** START Given records **

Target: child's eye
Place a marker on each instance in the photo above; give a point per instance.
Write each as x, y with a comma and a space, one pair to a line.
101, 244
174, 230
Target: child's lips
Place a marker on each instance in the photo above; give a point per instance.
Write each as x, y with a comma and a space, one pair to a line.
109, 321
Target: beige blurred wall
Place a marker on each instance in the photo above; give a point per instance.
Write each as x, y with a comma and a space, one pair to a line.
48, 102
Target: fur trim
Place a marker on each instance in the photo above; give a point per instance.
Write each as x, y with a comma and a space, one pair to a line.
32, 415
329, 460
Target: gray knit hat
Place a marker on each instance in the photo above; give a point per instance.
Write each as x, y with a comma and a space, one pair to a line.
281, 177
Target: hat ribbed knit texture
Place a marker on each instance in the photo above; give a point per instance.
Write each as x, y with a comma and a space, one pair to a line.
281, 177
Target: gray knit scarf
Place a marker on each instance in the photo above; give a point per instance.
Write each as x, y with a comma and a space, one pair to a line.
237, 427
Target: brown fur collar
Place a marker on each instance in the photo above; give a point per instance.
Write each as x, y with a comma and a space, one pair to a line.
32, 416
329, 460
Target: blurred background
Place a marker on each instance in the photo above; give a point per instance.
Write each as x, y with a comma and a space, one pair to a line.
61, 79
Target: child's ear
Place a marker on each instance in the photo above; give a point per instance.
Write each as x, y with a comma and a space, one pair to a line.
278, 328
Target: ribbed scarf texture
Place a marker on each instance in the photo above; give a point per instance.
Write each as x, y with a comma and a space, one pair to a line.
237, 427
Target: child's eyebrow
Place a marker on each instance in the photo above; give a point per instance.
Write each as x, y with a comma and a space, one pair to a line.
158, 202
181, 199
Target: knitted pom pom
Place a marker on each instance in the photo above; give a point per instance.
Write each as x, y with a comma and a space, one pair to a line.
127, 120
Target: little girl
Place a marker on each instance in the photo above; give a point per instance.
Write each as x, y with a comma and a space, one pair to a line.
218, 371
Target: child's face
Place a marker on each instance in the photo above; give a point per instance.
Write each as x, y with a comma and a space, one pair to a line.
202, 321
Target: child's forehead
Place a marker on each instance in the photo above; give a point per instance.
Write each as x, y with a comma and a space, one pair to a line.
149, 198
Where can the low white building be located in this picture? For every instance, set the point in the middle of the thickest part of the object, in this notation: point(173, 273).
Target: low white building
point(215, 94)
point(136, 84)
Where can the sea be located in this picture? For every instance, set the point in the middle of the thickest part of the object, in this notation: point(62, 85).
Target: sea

** END Given records **

_The exercise_: Type out the material again exactly as presented.

_Exercise output_:
Target: child's eye
Place a marker on each instance in the photo above; give a point per instance.
Write each as x, y with a comma and a space, one pair to a line.
101, 244
174, 230
Target: child's lips
Place a marker on each instance in the photo above; give a point per instance.
Write each as x, y with a comma and a space, one pair to a line.
109, 321
Target: beige blurred wall
Place a marker on each instance in the photo above; give a point per instance.
Write each as x, y with a comma and a space, one pair to a line.
48, 102
Target: fur trim
Place a marker on each instance in the photo above; give a point per instance.
Write each as x, y with a comma and a space, one pair to a line.
32, 415
329, 460
Target: gray knit hat
Place a marker on each instance in the photo above; give a point per instance.
Write each as x, y with a comma and a space, one pair to a line.
281, 177
Target: hat ribbed knit texture
Place a marker on each instance in the photo above; give a point per instance.
Write each as x, y with a comma and a space, one pair to a line.
281, 177
Target: gray knit scarf
Place a marker on each instance in the photo above; give a point per instance.
Write each as x, y with a comma and a space, one pair to a line.
237, 427
Target: brown fur collar
Place a marker on each instance in the photo above; give a point per instance.
Write each as x, y with a comma and a space, one pair to a line.
32, 416
329, 460
Target: blurred background
Place a marker on each instance in the photo above; give a point per instance.
Write each as x, y with a comma and a space, one pair to a line.
61, 79
Target: child's ear
Place a marker on each instance in the photo above; give a point per instance.
Write each as x, y with a comma and a space, one pair to a line.
278, 328
Target: ribbed scarf texture
Place a marker on each instance in the photo above; give a point per instance.
Write each as x, y with a comma and a space, one pair to a line.
237, 427
Target: child's eyebrow
Place a marker on each instance in the photo above; give a point per instance.
Write each as x, y with a comma and a space, one pair to a line.
158, 202
181, 199
Target: knitted pom pom
Place a marker on each instance in the photo above; give a point per instance.
Write each as x, y with a comma and a space, one pair to a line.
127, 120
Target: little girl
Place a marker on each instance in the photo above; give a point per instance.
Write each as x, y with a comma and a space, one pair to a line.
218, 371
Target: child's face
Place a marker on each instance in the photo above; give a point per instance.
Write each as x, y with a comma and a space, one pair to a line.
202, 321
Target: child's forehead
Place a marker on each instance in the photo above; give a point per instance.
Write each as x, y with a comma and a space, one pair to a line.
149, 198
Where can the low white building be located in this picture? For every instance, set the point in the middle of the thickest part of the object, in this notation: point(173, 273).
Target: low white building
point(215, 94)
point(136, 84)
Where can the sea be located in this picture? For every instance, set the point in the middle of the thickest part of the object, in this notation: point(62, 85).
Target: sea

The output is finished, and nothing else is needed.